(Region segmentation data)
========================

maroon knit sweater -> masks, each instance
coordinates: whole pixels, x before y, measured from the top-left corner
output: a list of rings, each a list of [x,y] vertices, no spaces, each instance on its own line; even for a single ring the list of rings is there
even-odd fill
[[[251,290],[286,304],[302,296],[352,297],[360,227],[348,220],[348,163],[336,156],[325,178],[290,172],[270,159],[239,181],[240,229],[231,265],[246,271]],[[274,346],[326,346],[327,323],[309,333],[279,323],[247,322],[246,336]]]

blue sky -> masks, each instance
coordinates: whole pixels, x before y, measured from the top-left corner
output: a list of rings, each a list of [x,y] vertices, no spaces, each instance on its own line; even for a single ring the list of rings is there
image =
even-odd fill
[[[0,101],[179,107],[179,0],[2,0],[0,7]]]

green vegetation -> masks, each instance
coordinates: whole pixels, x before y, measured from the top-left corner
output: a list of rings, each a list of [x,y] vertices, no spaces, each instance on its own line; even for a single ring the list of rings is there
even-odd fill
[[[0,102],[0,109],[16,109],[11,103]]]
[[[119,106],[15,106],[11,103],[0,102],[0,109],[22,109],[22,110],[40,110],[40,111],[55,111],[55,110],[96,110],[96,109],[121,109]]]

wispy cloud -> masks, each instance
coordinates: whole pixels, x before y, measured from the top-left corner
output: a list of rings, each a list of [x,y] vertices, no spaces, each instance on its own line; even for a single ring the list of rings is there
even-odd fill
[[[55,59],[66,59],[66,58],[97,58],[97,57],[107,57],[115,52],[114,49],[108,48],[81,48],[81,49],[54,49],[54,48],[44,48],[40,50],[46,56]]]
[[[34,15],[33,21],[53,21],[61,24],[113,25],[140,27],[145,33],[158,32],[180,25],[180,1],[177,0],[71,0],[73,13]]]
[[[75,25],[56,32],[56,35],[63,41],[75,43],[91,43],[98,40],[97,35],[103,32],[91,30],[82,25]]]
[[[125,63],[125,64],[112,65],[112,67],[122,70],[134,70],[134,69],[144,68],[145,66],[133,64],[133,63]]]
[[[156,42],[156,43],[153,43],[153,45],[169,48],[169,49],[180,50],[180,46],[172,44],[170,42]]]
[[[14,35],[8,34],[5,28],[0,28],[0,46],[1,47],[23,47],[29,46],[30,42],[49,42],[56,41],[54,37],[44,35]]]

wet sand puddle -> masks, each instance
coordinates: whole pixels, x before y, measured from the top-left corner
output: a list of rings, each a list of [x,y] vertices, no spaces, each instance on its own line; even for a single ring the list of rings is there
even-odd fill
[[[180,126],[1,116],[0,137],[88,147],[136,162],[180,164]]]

========================

# WHAT TO WORK ON
Copy every line of the entries above, changing nothing.

# RESULT BELOW
maroon knit sweater -> masks, each instance
coordinates: whole pixels, x before y, measured from the top-left corner
output: a list of rings, each a list of [x,y] vertices, no spaces, each instance on its own line; even for a single ring the list of rings is there
even-odd fill
[[[251,290],[286,304],[302,296],[352,297],[360,227],[348,220],[348,163],[336,156],[325,178],[290,172],[270,159],[239,181],[240,229],[231,265],[246,271]],[[274,346],[326,346],[327,323],[309,333],[279,323],[247,322],[246,336]]]

blue sky -> masks, each instance
coordinates: whole pixels, x before y, measured from the top-left corner
output: a list of rings, each a list of [x,y] vertices, no spaces, each instance on its own line; even for a single ring the list of rings is there
image =
even-odd fill
[[[0,101],[179,107],[179,0],[2,0],[0,7]]]

green vegetation -> masks, each instance
coordinates: whole pixels, x before y, measured from the top-left corner
output: a list of rings, each a list of [x,y] vertices, no spaces, each instance on its own line; even for a single ring the list of rings is there
even-odd fill
[[[0,102],[0,109],[16,109],[11,103]]]
[[[119,106],[15,106],[11,103],[0,102],[0,109],[22,109],[22,110],[40,110],[40,111],[55,111],[55,110],[96,110],[96,109],[121,109]]]

wispy cloud -> masks, each instance
coordinates: whole pixels, x before y, measured from the top-left corner
output: a list of rings, each a list of [x,y] vertices, no spaces, each instance on its own line; even for a single ring the list of rings is there
even-odd fill
[[[55,59],[66,59],[66,58],[97,58],[97,57],[107,57],[115,52],[114,49],[108,48],[81,48],[81,49],[54,49],[54,48],[44,48],[40,50],[46,56]]]
[[[34,15],[33,21],[53,21],[61,24],[113,25],[140,27],[145,33],[158,32],[180,25],[180,1],[177,0],[71,0],[73,13]]]
[[[75,25],[56,32],[56,35],[63,41],[75,43],[91,43],[98,40],[97,35],[103,32],[91,30],[82,25]]]
[[[125,63],[125,64],[112,65],[112,67],[122,70],[134,70],[134,69],[144,68],[145,66],[133,64],[133,63]]]
[[[156,42],[156,43],[153,43],[153,45],[169,48],[169,49],[180,50],[180,46],[172,44],[170,42]]]
[[[14,35],[8,34],[5,28],[0,28],[0,46],[1,47],[23,47],[29,46],[30,42],[49,42],[56,41],[54,37],[44,35]]]

wet sand puddle -> masks, each instance
coordinates: whole pixels, x before y, measured from the top-left corner
output: a list of rings, each a list of [x,y] vertices, no spaces, each instance on its own line; even for a single ring the list of rings is there
even-odd fill
[[[180,126],[1,116],[0,137],[88,147],[136,162],[180,164]]]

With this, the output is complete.